» **RECORD EXCERPTS**
== == ==

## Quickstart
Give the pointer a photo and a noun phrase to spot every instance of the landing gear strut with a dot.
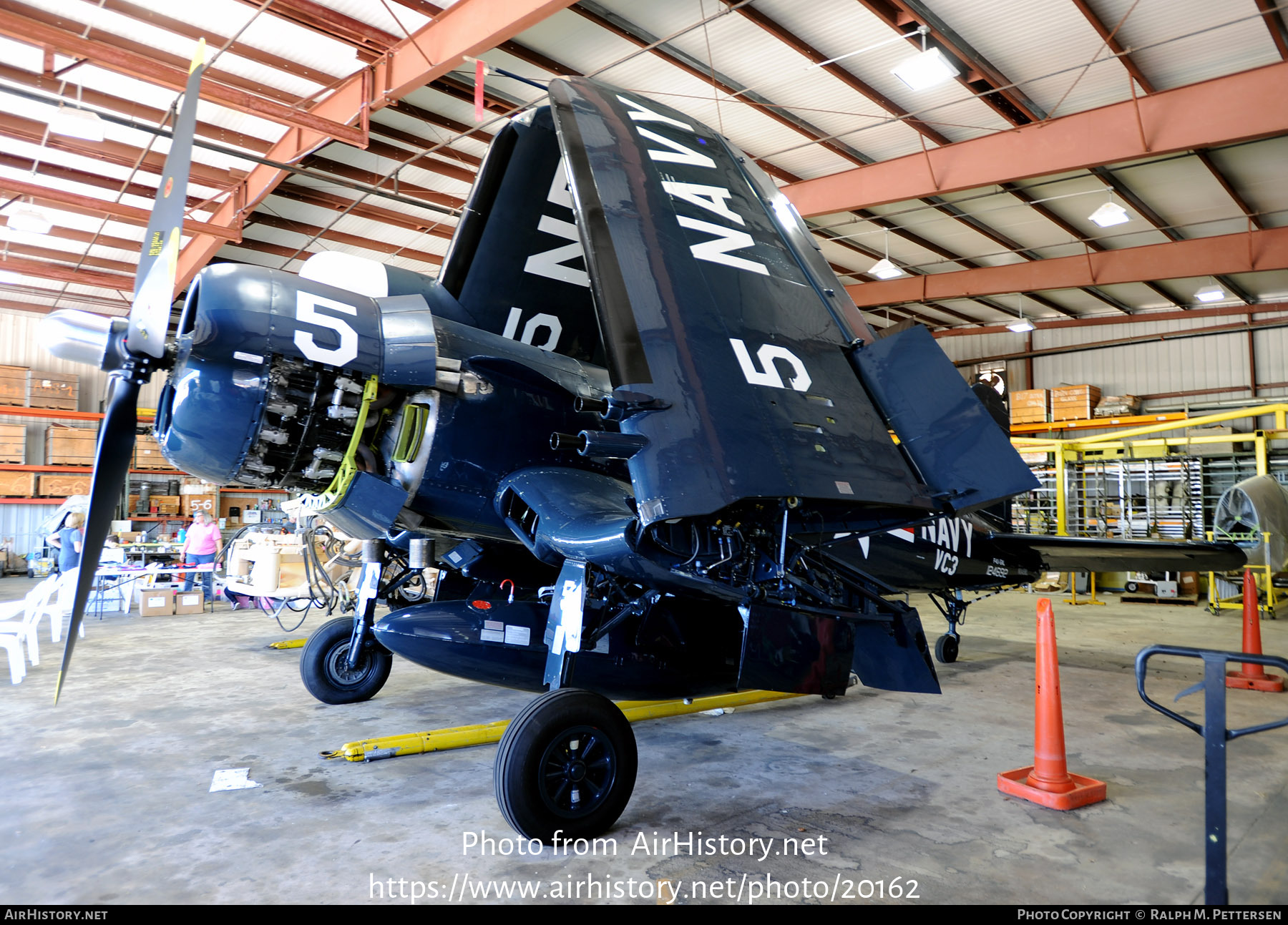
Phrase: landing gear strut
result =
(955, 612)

== == ==

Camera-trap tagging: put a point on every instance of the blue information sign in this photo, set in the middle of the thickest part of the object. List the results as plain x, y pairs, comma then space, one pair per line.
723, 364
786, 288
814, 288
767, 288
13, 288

== == ==

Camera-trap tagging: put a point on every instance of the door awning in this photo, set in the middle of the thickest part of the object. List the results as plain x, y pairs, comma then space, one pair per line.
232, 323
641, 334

== == ==

» **ACTION ITEM**
Each line of the material with the word "gear" in it should be listed.

» **ANSWER**
Give the pointer a photo and a noun phrase to spot every instance of the landing gear strut with a dot.
Phrase: landing gear strut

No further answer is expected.